### Job
All lines from the one containing "Field-scouting request: tag every instance of the rampart" through the last line of the listing below are to be copied exactly. Exclude the pictures.
##########
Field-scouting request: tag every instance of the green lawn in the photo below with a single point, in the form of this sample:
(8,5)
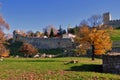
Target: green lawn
(53,69)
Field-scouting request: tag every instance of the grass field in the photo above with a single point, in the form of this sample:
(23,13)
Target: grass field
(53,69)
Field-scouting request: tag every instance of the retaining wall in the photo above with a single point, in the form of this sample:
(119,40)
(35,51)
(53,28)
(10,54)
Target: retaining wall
(45,43)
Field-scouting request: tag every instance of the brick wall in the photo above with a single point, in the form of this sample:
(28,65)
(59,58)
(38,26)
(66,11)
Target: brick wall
(45,43)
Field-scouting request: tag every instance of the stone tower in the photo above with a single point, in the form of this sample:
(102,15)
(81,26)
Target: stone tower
(106,17)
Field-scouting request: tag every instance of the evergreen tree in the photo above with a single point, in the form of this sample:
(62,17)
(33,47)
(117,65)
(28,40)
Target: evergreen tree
(51,33)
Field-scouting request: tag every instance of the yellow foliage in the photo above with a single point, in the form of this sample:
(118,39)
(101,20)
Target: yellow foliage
(5,54)
(93,36)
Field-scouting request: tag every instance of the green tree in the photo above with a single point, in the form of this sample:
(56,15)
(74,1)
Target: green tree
(51,33)
(3,24)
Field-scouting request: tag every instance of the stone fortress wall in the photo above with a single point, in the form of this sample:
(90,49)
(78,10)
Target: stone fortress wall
(45,43)
(108,21)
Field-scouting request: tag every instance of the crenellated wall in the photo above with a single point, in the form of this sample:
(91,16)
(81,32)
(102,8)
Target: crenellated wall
(45,43)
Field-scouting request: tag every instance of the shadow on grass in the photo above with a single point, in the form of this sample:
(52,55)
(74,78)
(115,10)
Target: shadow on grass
(87,67)
(33,61)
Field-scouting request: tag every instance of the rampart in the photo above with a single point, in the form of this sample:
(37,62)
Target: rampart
(111,63)
(45,43)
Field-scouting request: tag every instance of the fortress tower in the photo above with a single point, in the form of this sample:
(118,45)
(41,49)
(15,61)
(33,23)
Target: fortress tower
(106,17)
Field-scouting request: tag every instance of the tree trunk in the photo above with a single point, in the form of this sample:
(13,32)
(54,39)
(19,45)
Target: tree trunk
(93,55)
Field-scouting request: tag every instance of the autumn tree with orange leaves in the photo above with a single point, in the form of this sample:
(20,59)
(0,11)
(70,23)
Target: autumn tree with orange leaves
(96,39)
(3,24)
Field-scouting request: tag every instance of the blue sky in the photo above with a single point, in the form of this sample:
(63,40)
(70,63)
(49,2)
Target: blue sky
(36,14)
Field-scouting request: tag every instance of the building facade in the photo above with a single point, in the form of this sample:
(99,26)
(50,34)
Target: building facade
(108,21)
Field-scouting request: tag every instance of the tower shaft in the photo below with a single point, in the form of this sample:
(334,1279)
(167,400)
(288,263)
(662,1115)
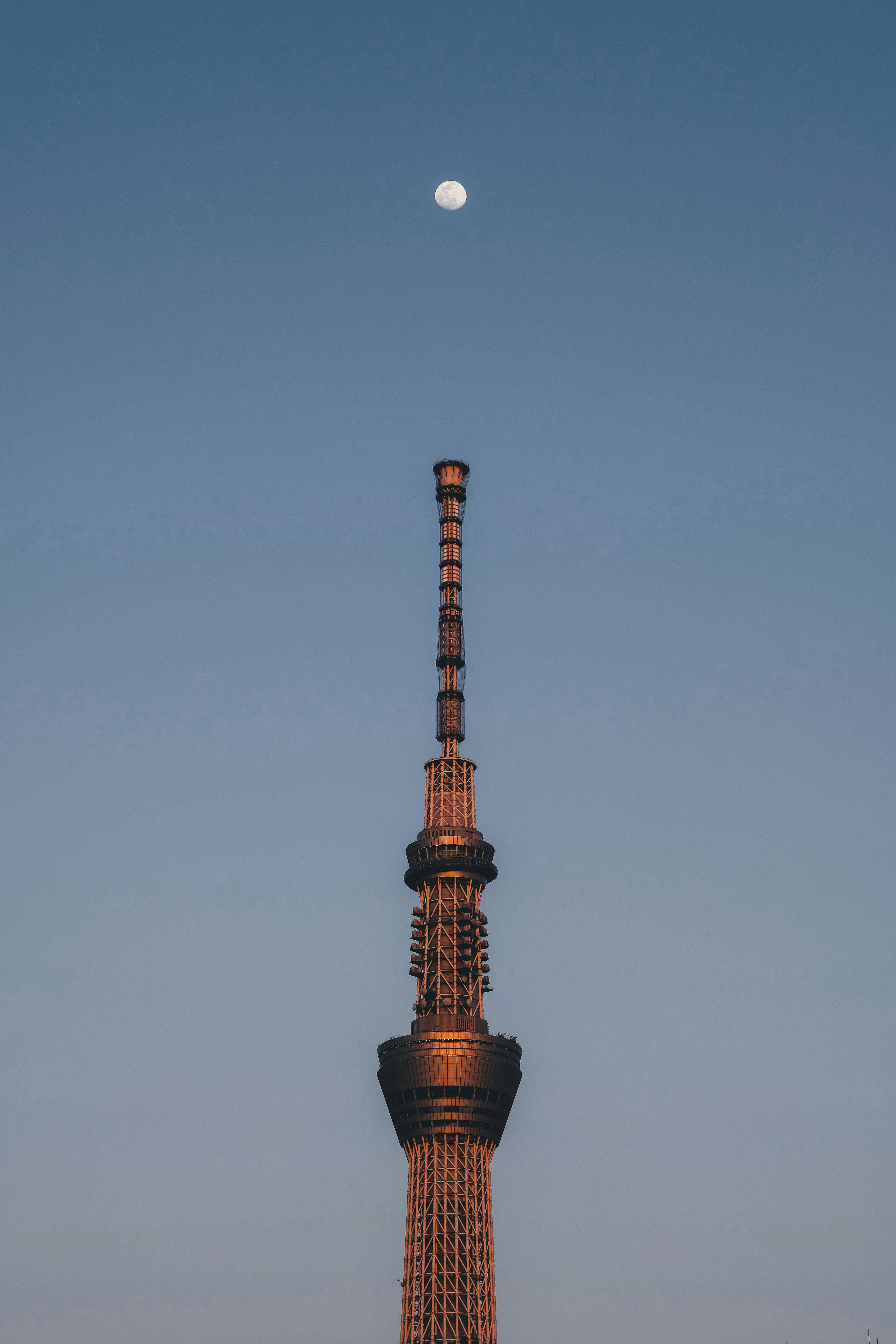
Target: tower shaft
(449,1085)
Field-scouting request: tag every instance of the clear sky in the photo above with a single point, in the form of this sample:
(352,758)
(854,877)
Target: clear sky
(236,334)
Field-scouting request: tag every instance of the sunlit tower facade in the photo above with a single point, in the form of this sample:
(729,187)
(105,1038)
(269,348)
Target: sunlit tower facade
(449,1085)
##########
### The result
Field-scouting request: tag every instance of the rampart in the photo above with a single point, in the form of this sample:
(37,62)
Target: rampart
(111,63)
(45,43)
Field-scouting request: tag every instance of the fortress tower in the photo above with a single point, in the form of this sample:
(118,45)
(41,49)
(15,61)
(33,23)
Target: fortress tower
(106,17)
Field-scouting request: tag every instance of the tree trunk in the photo above with a single point, in the form of this sample:
(13,32)
(54,39)
(19,45)
Target: tree trunk
(93,55)
Field-scouting request: tag every instance of the autumn tree with orange leaves in the photo above with a single point, in the form of this sample:
(20,59)
(0,11)
(70,23)
Target: autumn tree with orange leaves
(96,39)
(3,24)
Field-scouting request: tag every instance of the blue sky in the photo above with a single point, in the form of this sample:
(63,40)
(70,63)
(49,2)
Target: blue sky
(36,14)
Field-scouting request: tag every instance of the building facade in the photo above with a single point, in the form of this sample:
(99,26)
(50,34)
Target: building facade
(108,21)
Field-scouting request: tag every instance of the tower shaft in the photo below with a single point, in the form of this sample:
(334,1279)
(167,400)
(288,263)
(662,1115)
Target: tower shaft
(449,1085)
Field-scouting request: tag every instance of the clear sky in the photo above with a single point, in the form of this sample:
(352,758)
(854,877)
Target: clear sky
(236,334)
Field-scouting request: tag every instance of the sunlit tower facade in the photo above with a single point, in the form of this sample:
(729,187)
(105,1038)
(269,348)
Target: sunlit tower facade
(449,1085)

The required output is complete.